Provided passage:
━━━━━━━━━━

Indian economy is likely to grow at 7% in the current fiscal year starting April, the Reserve Bank of India (RBI) said in its annual report released on May 30.

The Indian economy, it said, expanded at a robust pace in 2023-24 (April 2023 to March 2024 financial year), with real GDP growth accelerating to 7.6% from 7.0% in the previous year – the third successive year of 7% or above growth.

“The real GDP growth for 2024-25 is projected at 7.0% with risks evenly balanced,” it said.

India’s GDP growth is robust on the back of solid investment demand which is supported by healthy balance sheets of banks and corporates, the government’s focus on capital expenditure and prudent monetary, regulatory and fiscal policies, the RBI said. The Reserve Bank’s Annual Report for 2023-24 said that the Indian economy is navigating the drag from an adverse global macroeconomic and financial environment.

━━━━━━━━━━

Information supplied:

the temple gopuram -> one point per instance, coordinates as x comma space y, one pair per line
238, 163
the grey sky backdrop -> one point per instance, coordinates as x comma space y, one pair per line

━━━━━━━━━━

What you will do:
1. In the report on India's economic outlook, what was India's real GDP growth in 2023-24?
2. Carry on the report on India's economic outlook, starting after its last sentence.
The material has no connection to the report on India's economic outlook.

Results for the exercise:
1. India's real GDP growth in 2023-24 was 7.6%.

2.
Indian economy, the report said, is well-placed to step up growth trajectory over the next decade in an environment of macroeconomic and financial stability.

“As headline inflation eases towards the target, it will spur consumption demand especially in rural areas,” it said.

It further said the external sector’s strength and buffers in the form of foreign exchange reserves will insulate domestic economic activity from global spillovers.

The report, however, added that geopolitical tensions, geoeconomic fragmentation, global financial market volatility, international commodity price movements and erratic weather developments pose downside risks to the growth outlook and upside risks to the inflation outlook.

The RBI also emphasised that the Indian economy would have to navigate challenges posed by rapid adoption of AI/ML (artificial intelligence/machine learning) technologies as well as recurrent climate shocks.

The annual report is a statutory report of RBI’s central board of directors. The report covers the working and functions of the Reserve Bank of India for the April 2023-March 2024 period.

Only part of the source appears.